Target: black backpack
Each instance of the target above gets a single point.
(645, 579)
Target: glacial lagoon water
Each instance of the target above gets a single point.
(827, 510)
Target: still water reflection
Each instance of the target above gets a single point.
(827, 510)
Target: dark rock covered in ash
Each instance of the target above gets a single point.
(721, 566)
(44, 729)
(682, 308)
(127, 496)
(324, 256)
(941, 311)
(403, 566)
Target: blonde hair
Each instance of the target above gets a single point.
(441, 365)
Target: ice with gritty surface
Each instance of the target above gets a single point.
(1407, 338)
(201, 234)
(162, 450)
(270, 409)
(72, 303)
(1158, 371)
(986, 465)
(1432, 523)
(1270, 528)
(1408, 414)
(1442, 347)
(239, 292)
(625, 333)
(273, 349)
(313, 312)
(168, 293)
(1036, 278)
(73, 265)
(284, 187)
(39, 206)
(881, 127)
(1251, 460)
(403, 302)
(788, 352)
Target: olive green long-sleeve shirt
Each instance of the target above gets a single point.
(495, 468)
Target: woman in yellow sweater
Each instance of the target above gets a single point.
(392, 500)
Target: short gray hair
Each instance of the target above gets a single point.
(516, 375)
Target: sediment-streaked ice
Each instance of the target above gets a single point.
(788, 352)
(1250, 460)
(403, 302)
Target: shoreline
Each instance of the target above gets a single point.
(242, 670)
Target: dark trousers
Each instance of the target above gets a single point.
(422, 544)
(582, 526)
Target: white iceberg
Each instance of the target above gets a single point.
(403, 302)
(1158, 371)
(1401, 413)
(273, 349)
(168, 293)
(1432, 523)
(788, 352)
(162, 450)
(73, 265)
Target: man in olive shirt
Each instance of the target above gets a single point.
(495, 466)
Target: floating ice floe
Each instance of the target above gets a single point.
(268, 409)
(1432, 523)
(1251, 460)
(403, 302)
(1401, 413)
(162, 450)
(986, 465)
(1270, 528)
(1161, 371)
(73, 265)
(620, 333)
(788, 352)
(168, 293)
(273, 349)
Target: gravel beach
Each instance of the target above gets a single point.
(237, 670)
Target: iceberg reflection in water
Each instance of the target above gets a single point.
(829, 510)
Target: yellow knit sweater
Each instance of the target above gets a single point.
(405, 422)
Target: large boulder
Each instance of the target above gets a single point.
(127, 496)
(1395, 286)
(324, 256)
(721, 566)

§ STATED EXERCISE: Set down every line above word for word, in the same order.

§ SOLUTION TO THIS EXERCISE:
Target: black backpack
Each instance of the target above gets a single point.
(645, 579)
Target: glacial lagoon water
Each instance of the target above gets a single point.
(827, 510)
Target: still water reflection
Each instance of the target above gets a single point.
(827, 510)
Target: dark rock covered in ash
Each instance of the target above gets a single point.
(721, 566)
(44, 729)
(682, 308)
(127, 496)
(324, 256)
(941, 311)
(403, 566)
Target: blonde hair
Each instance of the target above gets a single point.
(441, 365)
Target: ice with gritty surface
Each instance of the target above gets a single point.
(1407, 338)
(201, 234)
(162, 450)
(270, 409)
(72, 303)
(1158, 371)
(986, 465)
(1432, 523)
(1270, 528)
(1408, 414)
(1442, 347)
(239, 292)
(625, 333)
(273, 349)
(313, 312)
(168, 293)
(1036, 278)
(73, 265)
(284, 187)
(39, 206)
(881, 127)
(1251, 460)
(403, 302)
(788, 352)
Target: olive green long-sleeve shirt
Each instance of the target above gets a single point.
(495, 468)
Target: woman in yellow sweater
Each instance of the target above gets a single point.
(392, 500)
Target: short gray hair
Each instance of the target above gets a single point.
(516, 375)
Target: sediment-streaked ice
Each instance of the target above gets a single point.
(788, 352)
(1250, 460)
(403, 302)
Target: shoreline
Each instance of the target above gets a single point.
(242, 670)
Target: dark trousers
Each instance of the target above gets a single point.
(422, 544)
(582, 526)
Target: white iceberg
Each instance of the target above gets a single point.
(403, 302)
(1158, 371)
(1401, 413)
(273, 349)
(168, 293)
(1432, 523)
(788, 352)
(162, 450)
(73, 265)
Target: man in olive shirt
Each instance of the target above gets a single point.
(495, 466)
Target: floating ice floe
Each instance of the target above gets a single point.
(268, 409)
(1432, 523)
(1251, 460)
(403, 302)
(1401, 413)
(162, 450)
(986, 465)
(1270, 528)
(1161, 371)
(73, 265)
(620, 333)
(788, 352)
(168, 293)
(273, 349)
Target: gravel beach
Each instance of the target above gets a single point.
(237, 670)
Target: iceberg reflection in water
Each instance of the target above gets a single point.
(829, 510)
Target: yellow knit sweater
Each instance of the target above gets a single point.
(405, 422)
Target: large boulder
Each instance of the target above gets a single point.
(127, 496)
(1395, 286)
(324, 256)
(721, 566)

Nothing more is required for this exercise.